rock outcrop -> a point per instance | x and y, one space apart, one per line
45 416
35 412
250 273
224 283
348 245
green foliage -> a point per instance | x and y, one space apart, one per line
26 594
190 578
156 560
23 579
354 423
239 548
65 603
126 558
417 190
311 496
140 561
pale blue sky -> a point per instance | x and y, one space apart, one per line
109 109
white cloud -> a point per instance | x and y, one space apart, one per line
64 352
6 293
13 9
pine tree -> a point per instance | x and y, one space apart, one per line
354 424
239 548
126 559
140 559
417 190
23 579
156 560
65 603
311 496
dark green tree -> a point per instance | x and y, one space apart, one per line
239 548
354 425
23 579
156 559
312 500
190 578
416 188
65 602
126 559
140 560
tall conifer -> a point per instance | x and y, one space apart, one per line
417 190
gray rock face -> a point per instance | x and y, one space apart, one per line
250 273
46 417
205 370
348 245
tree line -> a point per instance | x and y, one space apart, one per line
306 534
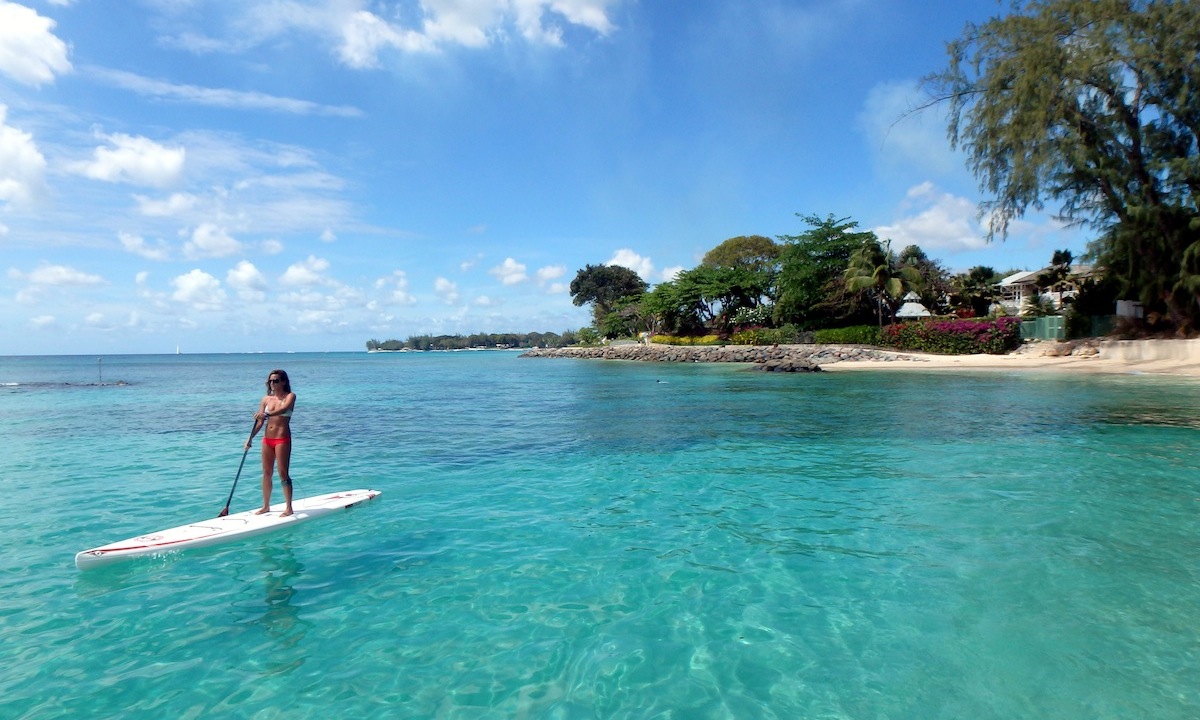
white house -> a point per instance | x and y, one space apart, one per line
1017 288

> **WHAT YOU WILL DO**: Copy only this, please: the line with "tall conifer ->" and every line after it through the end of the data, with no pictures.

> **ANSWER TO THE PROBLEM**:
tall conifer -> a point per instance | x and y, one space apart, one per line
417 190
gray rock face -> a point per instance | x and y, one space apart, one per line
250 273
46 417
205 370
348 245
tree line -> a point per instance | x and y, one space apart, one per line
306 534
white house -> a point per instance | x and y, one space apart, one per line
1017 288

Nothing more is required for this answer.